Provided text |
The new Wellness and Prevention Center promises a very different experience.

“What makes this unique is the patient experience,” Dr. Licht noted, adding that the space looks more like a boutique law firm than a traditional hospital facility.

What differentiates the new Center isn’t just the dark wood paneling and handsomely upholstered furniture in the waiting area, or the light green tones and flat screen televisions in the patient rooms. The Center provides a place where the hospital’s top physicians can collaborate in a facility equipped with state-of-the-art technology. And the focus of the facility, as New York Downtown Hospital President and CEO Jeffrey Menkes emphasized, is to prevent disease and maintain optimal health.

According to Menkes, the idea for the center started four years ago.

“We didn’t want to enter a medical arms race. We wanted to do what a community hospital does best like wellness, prevention, delivering babies, [etc.] . . . Our goal is to prevent [illness],” he said after the ceremony. “When the new emergency ward was built after 9/11 we knew we had the space.”

Menkes added that the hospital was short on capital and relayed on public and foundation donors to fund most of the project.

“The Lower Manhattan Development Corporation helped inaugurate the project by providing a $2.5 million grant to supply the seed money for the center and to enable the hospital to acquire an MRI,” a statement released by the hospital explained. “A New York State HEAL Phase 4 grant provided $2.1 million. In addition, $1 million was provided by the Moody’s Foundation and the hospital paid the remaining $1.9 million of the total $7.5 million cost of the Center.”

The newly minted facility is comprised of four parts: The Preventative Medicine Center, The Women’s Health Center, The Breast Health Center and The Moody’s Center for Cardiovascular Health. While the hospital remains a community operation, technology and advanced medical machinery play a key role in the new Center.

Dr. Robby Kempner, the Chief of Breast Surgery and the leader of the Center’s breast surgery and high-risk screening program, explained that the Hospital now has the only digital mammography equipment below 14th St. Instead of using analog film, similar to an x-ray, the digital mammography takes a digitized image of a patient’s breast.

“The images are easier to read. They are more accurate specifically for women with dense breasts,” Dr. Kempner explained.

The Stavros Niarchos Foundation funded the machine.

Tasks to perform |
a) Repeat the part of the Wellness and Prevention Center article between "Dr. Robby Kempner, the" and "Dr. Kempner explained.", inclusive, word for word.
b) Sum up the article on the new Wellness and Prevention Center in two sentences.
c) Pick up the article about the Wellness and Prevention Center right after its last sentence and keep writing.

Listed entries |
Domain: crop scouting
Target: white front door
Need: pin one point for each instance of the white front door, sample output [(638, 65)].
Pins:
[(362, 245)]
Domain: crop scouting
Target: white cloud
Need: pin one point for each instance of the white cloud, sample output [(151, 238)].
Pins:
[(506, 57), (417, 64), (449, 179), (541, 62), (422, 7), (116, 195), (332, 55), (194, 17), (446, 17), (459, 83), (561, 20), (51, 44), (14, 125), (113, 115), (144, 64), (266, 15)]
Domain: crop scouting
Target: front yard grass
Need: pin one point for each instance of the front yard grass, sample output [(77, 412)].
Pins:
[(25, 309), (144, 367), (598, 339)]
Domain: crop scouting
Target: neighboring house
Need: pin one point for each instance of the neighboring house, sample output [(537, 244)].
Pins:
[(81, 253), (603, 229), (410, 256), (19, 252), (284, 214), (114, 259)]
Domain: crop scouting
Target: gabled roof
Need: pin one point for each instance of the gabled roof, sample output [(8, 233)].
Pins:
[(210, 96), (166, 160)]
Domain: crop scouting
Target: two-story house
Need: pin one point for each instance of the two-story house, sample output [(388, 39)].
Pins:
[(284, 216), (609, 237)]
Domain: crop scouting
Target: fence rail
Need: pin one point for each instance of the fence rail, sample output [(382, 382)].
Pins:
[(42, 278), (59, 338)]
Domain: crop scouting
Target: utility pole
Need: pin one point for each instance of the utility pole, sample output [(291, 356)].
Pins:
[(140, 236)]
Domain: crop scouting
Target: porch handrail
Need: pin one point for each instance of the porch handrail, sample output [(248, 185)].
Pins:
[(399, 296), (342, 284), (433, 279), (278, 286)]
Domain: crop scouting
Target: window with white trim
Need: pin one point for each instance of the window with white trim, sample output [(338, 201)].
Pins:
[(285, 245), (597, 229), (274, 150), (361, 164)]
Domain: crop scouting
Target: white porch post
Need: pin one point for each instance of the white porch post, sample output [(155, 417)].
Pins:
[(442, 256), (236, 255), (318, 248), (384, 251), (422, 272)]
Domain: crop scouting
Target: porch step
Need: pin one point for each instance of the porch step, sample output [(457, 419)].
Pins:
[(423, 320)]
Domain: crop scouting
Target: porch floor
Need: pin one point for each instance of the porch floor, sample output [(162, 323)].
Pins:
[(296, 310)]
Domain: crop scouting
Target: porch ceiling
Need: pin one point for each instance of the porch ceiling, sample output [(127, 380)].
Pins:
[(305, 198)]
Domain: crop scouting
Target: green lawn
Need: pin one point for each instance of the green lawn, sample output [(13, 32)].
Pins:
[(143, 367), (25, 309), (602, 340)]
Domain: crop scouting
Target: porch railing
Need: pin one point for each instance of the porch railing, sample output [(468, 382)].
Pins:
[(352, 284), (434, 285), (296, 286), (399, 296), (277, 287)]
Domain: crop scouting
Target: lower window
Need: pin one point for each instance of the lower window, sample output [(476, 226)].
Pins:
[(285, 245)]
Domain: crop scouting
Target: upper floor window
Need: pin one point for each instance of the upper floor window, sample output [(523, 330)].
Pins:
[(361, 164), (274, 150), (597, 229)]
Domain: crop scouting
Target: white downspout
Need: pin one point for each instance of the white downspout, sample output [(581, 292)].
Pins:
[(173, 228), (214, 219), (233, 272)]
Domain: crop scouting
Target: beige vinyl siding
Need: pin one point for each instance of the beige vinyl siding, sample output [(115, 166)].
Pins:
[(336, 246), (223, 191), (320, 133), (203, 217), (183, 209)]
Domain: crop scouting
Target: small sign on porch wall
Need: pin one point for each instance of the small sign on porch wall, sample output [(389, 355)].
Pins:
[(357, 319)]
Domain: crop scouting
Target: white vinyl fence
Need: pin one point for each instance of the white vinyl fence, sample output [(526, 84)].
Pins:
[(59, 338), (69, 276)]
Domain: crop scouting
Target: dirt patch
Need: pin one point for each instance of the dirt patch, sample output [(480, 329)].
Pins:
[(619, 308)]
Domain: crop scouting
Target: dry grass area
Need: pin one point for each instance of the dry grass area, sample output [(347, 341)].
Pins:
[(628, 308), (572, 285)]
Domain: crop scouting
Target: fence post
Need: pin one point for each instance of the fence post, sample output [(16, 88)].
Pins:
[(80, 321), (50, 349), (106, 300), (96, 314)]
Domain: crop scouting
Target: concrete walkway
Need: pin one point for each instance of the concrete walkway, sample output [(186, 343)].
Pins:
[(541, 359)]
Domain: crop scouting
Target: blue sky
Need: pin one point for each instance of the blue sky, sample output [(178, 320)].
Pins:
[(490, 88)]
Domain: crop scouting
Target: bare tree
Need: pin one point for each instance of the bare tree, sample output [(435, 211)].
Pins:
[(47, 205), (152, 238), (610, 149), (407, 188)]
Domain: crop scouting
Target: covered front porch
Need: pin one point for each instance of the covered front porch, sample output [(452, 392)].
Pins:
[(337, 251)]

Written answers |
a)
Dr. Robby Kempner, the Chief of Breast Surgery and the leader of the Center’s breast surgery and high-risk screening program, explained that the Hospital now has the only digital mammography equipment below 14th St. Instead of using analog film, similar to an x-ray, the digital mammography takes a digitized image of a patient’s breast.

“The images are easier to read. They are more accurate specifically for women with dense breasts,” Dr. Kempner explained.

b) New York Downtown Hospital's new Wellness and Prevention Center is built around the patient experience and focuses on preventing disease and maintaining optimal health, with the hospital's top physicians working together using state-of-the-art technology. Most of its $7.5 million cost came from public and foundation donors, and it has four parts, including a Breast Health Center with the only digital mammography equipment below 14th St.

c)
Down the hall from the Breast and Women’s Health Centers is the cardiovascular ward. The new machinery in this facility will allow doctors to perform detailed blood tests, 4D echocardiography and 64 slice CAT scans. Cardiologist Geoffrey Webber explained that 4D echocardiography allows physicians to see a three-dimensional image of the heart moving in time. It also allows doctors to isolate and analyze smaller structures in the heart to improve a diagnosis or conduct a more accurate pre-surgery evaluation. The 64  slice CAT scan, Dr. Licht noted in an interview, is a higher resolution CAT scan.

Dr. Licht added that the Center is the first area of the hospital to employ electronic records. These protected records can be accessed by any of the patient’s physicians who will be able to see information from previous visits for everything from a cold to a mammogram.

Local leaders and politicians noted the importance of this level of care in the rapidly developing neighborhood that is Lower Manhattan. New York Downtown Hospital remains the only hospital south of 14th Street.

“With the closing of St. Vincent’s Hospital, this is the only hospital in Lower Manhattan,” said Julie Menin, chairperson of Community Board 1. She added that the hospital will help serve the 30,000 new residents, that have moved to the area since 9/11, and most likely the 5 to 7 million visitors the National September 11 Memorial and Museum is expected to annually attract.

New York State Senator Daniel Squadron mentioned that Lower Manhattan remains on the cutting edge of the next generation of New York City, and added that “[The Center] is another reason to come to Lower Manhattan and stay in Lower Manhattan.”